(Position annotation records)
──────

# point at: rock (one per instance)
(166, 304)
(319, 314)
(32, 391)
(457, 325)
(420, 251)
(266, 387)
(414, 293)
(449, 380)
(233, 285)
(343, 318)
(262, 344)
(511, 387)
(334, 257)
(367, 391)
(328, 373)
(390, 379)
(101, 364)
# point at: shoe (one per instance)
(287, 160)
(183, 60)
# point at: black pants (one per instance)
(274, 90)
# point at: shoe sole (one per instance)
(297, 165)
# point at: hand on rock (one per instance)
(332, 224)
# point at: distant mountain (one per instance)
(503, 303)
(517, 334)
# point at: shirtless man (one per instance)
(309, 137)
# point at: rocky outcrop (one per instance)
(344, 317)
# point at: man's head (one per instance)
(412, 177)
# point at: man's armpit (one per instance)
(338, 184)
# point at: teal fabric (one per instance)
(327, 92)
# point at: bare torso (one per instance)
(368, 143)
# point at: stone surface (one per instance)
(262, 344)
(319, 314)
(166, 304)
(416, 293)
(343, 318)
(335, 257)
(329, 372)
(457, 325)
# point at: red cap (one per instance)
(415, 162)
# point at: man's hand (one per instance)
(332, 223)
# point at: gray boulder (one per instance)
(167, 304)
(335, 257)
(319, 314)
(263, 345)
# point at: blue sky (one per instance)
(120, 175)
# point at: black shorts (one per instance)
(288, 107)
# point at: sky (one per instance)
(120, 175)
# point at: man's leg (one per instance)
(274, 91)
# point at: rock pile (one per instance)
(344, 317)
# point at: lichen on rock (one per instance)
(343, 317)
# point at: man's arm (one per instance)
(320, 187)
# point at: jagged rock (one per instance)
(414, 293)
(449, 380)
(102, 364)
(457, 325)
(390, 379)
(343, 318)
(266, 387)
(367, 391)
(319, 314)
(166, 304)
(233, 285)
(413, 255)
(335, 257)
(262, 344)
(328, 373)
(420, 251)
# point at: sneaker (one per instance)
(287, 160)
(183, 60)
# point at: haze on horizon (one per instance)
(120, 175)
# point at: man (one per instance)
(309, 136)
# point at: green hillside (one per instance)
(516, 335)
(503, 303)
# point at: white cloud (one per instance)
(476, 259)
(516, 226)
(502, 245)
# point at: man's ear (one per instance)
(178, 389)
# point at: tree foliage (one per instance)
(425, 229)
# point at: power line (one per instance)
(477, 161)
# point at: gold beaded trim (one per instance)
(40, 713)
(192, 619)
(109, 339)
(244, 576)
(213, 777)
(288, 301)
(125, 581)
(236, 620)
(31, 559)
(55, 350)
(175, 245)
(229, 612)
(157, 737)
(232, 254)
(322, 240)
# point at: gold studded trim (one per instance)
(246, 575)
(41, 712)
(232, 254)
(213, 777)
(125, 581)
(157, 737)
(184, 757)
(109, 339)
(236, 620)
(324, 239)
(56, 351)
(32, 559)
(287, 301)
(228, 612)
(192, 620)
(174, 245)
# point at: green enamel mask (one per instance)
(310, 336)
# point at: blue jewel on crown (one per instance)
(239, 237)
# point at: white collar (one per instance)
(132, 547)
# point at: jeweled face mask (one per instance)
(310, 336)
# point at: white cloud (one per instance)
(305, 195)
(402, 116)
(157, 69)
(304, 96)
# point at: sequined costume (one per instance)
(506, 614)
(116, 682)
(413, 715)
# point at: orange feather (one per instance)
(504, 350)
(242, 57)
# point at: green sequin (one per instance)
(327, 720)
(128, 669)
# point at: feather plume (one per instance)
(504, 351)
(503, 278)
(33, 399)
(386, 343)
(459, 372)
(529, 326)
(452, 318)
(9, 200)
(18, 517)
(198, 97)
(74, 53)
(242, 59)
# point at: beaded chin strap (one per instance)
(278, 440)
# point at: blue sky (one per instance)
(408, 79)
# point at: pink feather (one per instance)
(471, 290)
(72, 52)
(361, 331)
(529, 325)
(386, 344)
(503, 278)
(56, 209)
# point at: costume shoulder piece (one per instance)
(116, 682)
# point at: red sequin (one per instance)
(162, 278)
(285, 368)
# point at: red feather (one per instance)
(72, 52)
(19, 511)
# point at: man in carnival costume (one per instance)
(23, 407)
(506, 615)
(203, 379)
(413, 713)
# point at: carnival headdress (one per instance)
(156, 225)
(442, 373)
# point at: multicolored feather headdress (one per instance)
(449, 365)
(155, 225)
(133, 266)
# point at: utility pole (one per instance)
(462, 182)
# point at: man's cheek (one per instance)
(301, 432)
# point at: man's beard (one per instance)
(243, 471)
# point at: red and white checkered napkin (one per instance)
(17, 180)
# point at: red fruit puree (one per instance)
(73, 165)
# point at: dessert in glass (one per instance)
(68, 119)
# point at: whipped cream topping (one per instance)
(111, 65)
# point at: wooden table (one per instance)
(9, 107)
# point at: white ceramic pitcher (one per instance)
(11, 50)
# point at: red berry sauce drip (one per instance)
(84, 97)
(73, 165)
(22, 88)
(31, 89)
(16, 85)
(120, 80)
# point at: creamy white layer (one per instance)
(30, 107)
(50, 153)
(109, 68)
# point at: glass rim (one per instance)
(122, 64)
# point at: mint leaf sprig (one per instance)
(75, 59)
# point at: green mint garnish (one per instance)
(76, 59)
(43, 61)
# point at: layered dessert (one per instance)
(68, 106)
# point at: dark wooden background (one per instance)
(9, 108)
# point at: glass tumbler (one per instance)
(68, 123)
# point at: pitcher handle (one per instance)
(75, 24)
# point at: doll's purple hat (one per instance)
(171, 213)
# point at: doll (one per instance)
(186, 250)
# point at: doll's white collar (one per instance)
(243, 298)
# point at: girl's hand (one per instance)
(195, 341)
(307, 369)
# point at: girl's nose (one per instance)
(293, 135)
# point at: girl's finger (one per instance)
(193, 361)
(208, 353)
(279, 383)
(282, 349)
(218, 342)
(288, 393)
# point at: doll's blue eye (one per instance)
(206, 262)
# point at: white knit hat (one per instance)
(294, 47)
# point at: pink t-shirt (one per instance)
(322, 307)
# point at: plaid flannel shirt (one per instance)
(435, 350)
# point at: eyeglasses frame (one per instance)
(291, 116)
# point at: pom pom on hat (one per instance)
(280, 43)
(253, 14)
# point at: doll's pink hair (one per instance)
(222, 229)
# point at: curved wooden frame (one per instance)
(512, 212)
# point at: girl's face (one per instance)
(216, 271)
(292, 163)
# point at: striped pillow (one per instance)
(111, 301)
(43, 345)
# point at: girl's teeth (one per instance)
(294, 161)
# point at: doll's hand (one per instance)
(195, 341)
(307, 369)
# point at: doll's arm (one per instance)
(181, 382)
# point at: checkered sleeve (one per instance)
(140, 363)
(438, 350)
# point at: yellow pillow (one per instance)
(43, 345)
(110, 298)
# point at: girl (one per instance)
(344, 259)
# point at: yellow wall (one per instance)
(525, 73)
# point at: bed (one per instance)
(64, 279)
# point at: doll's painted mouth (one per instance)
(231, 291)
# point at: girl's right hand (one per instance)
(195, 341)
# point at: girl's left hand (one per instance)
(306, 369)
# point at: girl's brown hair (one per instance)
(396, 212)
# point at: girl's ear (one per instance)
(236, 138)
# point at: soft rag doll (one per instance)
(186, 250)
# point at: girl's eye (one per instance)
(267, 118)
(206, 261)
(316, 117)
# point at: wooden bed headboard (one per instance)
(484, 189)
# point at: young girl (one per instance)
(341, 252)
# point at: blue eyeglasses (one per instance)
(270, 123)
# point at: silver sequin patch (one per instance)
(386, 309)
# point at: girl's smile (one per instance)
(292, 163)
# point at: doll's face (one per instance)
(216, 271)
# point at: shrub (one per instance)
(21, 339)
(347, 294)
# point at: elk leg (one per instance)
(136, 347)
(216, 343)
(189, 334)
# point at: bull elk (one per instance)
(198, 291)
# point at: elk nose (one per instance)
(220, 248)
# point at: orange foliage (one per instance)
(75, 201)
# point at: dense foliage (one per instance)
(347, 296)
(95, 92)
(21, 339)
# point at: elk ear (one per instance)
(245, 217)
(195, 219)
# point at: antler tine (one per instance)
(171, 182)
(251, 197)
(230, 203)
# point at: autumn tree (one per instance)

──────

Output exactly the lines between the one containing "# point at: girl's eye (one per instance)" and the final line above, both inclusive.

### Response for this exercise
# point at: girl's eye (one per instance)
(267, 118)
(206, 261)
(316, 117)
# point at: wooden bed headboard (one per instance)
(484, 189)
# point at: young girl (one per instance)
(341, 252)
# point at: blue eyeglasses (one per instance)
(270, 123)
# point at: silver sequin patch (one per instance)
(386, 309)
# point at: girl's smile (one per instance)
(292, 163)
# point at: doll's face (one per instance)
(216, 271)
# point at: shrub (one per instance)
(21, 339)
(347, 294)
# point at: elk leg (one per instance)
(136, 347)
(216, 343)
(189, 334)
# point at: bull elk (one per instance)
(198, 291)
# point at: elk nose (one per instance)
(220, 248)
# point at: orange foliage (one per instance)
(75, 201)
# point at: dense foliage (one per instance)
(347, 296)
(95, 92)
(21, 339)
# point at: elk ear (one per instance)
(245, 217)
(195, 219)
# point at: antler tine (one per instance)
(171, 182)
(251, 197)
(230, 203)
# point at: autumn tree (one per instance)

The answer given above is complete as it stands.